• **Text extract**
For more information and examples, see Supporting Pipelines.

**Sample Command**: `ls | wc -l`
*   **Behavior**: The shell creates two child processes connected by a pipe. `ls` writes its output to the pipe's write-end. `wc -l` reads its input from the pipe's read-end. The result is the count of files in the directory.

Errors and Edge Cases

You must handle the following specific error conditions:

  1. Command Not Found:
    • If execv fails, print Command not found to stderr and exit(1) (in the child process).
  2. Batch Mode Errors:
    • File Not Found: If fopen fails, call perror("fopen") and exit with 1.
    • Invalid Usage: If >1 argument provided, print Usage: ./wsh [file] to stderr and exit with 1.
  3. System Call Failures:
    • Check return values of malloc, fork, execv, pipe, dup2.
    • On failure, use perror("function_name") (e.g., perror("fork")).
  4. Empty Lines/Comments:
    • The parser handles these, checking for empty strings or lines starting with #. You should just ensure your loop handles parse_input returning NULL gracefullly.

• **Short problem A**
Can you turn every line of the listing below into a numbered list, leaving out the blank lines?

• **Given records**

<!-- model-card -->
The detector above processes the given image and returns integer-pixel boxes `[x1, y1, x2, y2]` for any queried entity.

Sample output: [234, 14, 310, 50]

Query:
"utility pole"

• **Short problem B**
Would you reproduce the shell pipeline and error-handling text above in full, word for word?

• **Final result A**
1. <!-- model-card -->
2. The detector above processes the given image and returns integer-pixel boxes `[x1, y1, x2, y2]` for any queried entity.
3. Sample output: [234, 14, 310, 50]
4. Query:
5. "utility pole"

• **Final result B**
For more information and examples, see Supporting Pipelines.

**Sample Command**: `ls | wc -l`
*   **Behavior**: The shell creates two child processes connected by a pipe. `ls` writes its output to the pipe's write-end. `wc -l` reads its input from the pipe's read-end. The result is the count of files in the directory.

Errors and Edge Cases

You must handle the following specific error conditions:

  1. Command Not Found:
    • If execv fails, print Command not found to stderr and exit(1) (in the child process).
  2. Batch Mode Errors:
    • File Not Found: If fopen fails, call perror("fopen") and exit with 1.
    • Invalid Usage: If >1 argument provided, print Usage: ./wsh [file] to stderr and exit with 1.
  3. System Call Failures:
    • Check return values of malloc, fork, execv, pipe, dup2.
    • On failure, use perror("function_name") (e.g., perror("fork")).
  4. Empty Lines/Comments:
    • The parser handles these, checking for empty strings or lines starting with #. You should just ensure your loop handles parse_input returning NULL gracefullly.